> PROBLEMS TO SOLVE
1. According to the passage about Bob Dylan's studio logs, which two fanzines published Michael Krogsgaard's sessionography?
2. Carry on the passage about Bob Dylan's studio logs, starting after its final sentence.
╭─ EXCERPTED PASSAGE
Studio Logs—A little background: back in 1994 I obtained access to the Sony cardex and what session records were held at their New York archives. Incorporating other original research made into Dylan’s non-Sony sessions, musician information from the New York office of the American Federation of Musicians (AFM), and two days’ work at the Country Hall of Fame in Nashville, I made the first serious effort to compile a song-by-song record of Dylan’s recording sessions, published initially in the fall of that year as Bob Dylan: Recording Sessions 1960–1994 (St. Martin’s Press).
Between writing this book and its publication, Dylan’s office decided to provide a Danish dentist and amateur Dylan collector, Michael Krogsgaard, with access to the whole Sony system. The result was a sessionography that he published in nine installments in two Dylan fanzines, first The Telegraph and then The Bridge, stopping at Dylan’s 1990 album Under the Red Sky. For reasons best known to Mr. Krogsgaard, he (and Telegraph editor John Bauldie) decided not only to preempt my own work by hastily publishing the first part of his researches—so hastily he decided "Advice to Geraldine," a printed poem, was an Another Side outtake—but to produce this entire sessionography without a single reference to my published book, even when I had self-evidently heard an outtake he had not.
Because of his unparalleled access, Krogsgaard’s sessionography has become, in the fullness of time, a valuable resource. But it could have been of greater value still if he had collated his own work with that of the only other person to use Sony’s resources, and annotated his session listings with a clear indication of which material he had actually heard (almost none of it, I’d surmise). As it is, there is no way of knowing which material in his sessionography is based solely on studio logs or those AFM sheets he was able to access. Hell, he could even have looked at first-hand recollections from sessions—as I had—that referred to recordings absent from the logs (the acoustic "Dirge," f’r instance). "Above all else, call it research."
But he didn’t do any of this. As a consequence, I have been obliged to cross-reference his sessionography with the now wholly computerized Sony database to make sure that the former tallies with the latter. And although I have adhered to Krogsgaard’s session listings when I have no evidence that he has sinned by omission, I have where possible applied a critical discrimination to his work that he considered unnecessary with mine. Not surprisingly, his work has sometimes been found wanting. The session sheets to some of the sessions he could not find have also turned up as part of an ongoing review of Dylan studio material by Sony. So, the session information herein is the most accurate of any would-be Dylan researcher.
How useful such information is in deciding the likely order in which Dylan wrote the songs he recorded is a frustrating issue, especially once he starts recording albums in one or two blocks of sessions. With the Nashville Skyline and New Morning LPs in particular, one is obliged to cast about for other evidence to supply an order in which the songs were most likely composed (i.e., intelligent speculation).
╰─
╭─ EXTRACTED INFORMATION
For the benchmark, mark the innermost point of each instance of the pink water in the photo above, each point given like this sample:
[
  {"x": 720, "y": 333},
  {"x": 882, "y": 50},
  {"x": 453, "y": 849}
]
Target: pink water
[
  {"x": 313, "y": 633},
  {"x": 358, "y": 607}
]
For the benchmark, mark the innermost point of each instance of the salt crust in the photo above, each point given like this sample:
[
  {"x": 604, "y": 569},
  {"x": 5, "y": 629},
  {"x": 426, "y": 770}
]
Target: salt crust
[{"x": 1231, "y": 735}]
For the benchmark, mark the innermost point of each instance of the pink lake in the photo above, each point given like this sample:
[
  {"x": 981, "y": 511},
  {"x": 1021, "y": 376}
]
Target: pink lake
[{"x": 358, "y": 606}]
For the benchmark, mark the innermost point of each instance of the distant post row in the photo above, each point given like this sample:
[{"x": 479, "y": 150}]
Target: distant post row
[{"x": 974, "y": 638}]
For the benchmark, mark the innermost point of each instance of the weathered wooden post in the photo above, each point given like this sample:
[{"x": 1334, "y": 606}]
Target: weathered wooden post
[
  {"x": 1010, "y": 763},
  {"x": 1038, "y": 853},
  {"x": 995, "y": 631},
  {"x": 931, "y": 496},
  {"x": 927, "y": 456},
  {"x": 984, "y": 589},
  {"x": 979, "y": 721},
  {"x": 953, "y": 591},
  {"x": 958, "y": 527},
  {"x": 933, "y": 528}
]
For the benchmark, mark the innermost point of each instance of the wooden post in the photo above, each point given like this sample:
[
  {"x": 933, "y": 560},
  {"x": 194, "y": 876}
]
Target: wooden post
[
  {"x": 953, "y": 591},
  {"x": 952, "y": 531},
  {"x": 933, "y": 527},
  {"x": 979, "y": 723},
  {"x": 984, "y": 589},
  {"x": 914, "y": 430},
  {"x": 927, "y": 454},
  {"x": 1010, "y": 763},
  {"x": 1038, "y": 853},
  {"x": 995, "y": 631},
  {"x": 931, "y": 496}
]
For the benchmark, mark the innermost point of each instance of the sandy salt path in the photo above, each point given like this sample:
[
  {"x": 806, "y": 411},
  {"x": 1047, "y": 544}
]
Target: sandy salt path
╰─
> EXERCISE RESULTS
1. The Telegraph and then The Bridge.

2.
Even though the New Morning album was in fact recorded at four separate sets of sessions—in March, May, June, and August of 1970—the songs themselves seem to have been largely composed in two bursts: one in the winter of 1970, supplying the sessions in March and May, and one preceding and/or coinciding with the June sessions. The songs written in 1969–70 remain the most organizationally and chronologically problematic of those covered in this volume (though we are still on firmer ground than with songs written after 1990).
Performances—In the sixties Dylan’s live performances often served as a barometer not for the next album but for the one after that, so fast was the man spinning. As such Dylan’s early performance history is an integral part of this narrative, especially the important New York showcases at Carnegie Recital Hall (11/4/61), Town Hall (4/12/63), Carnegie Hall (10/26/63), and Philharmonic Hall (10/31/64), as well as the three Newport Folk Festival performances recently released on DVD. Thankfully—and hats off to Columbia for their foresight—all of these performances were taped professionally and, save for five songs from the Recital Hall performance, circulate.[1]
The more attentive reader may in fact notice that in the historical information attached to each and every song, I have sometimes listed the "first known performance" first, whereas other times the "known studio recordings" takes priority. This is no typographical accident. It is based on whether Dylan went from composition to performance to recording or from composition to recording to performance. Though the former instance becomes a rarity once Dylan returns to the arena/s in 1974, audio documentation exists for many songs in this first volume: songs that served as performance pieces while awaiting a studio setting.
And even though he stopped previewing songs to audiences after 1981, Dylan has consistently claimed that the records matter a great deal less to him than his performances. As he said to Jon Bream in January 1978: "An album for me isn’t anything more than a collection of songs
. . . written to be sung from the stage. . . . It’s always been that way for me. . . . I just put out one album after another. . . . Songs aren’t any good really unless they can be sung on stage. They’re meant to be sung to people, not to microphones in a recording studio."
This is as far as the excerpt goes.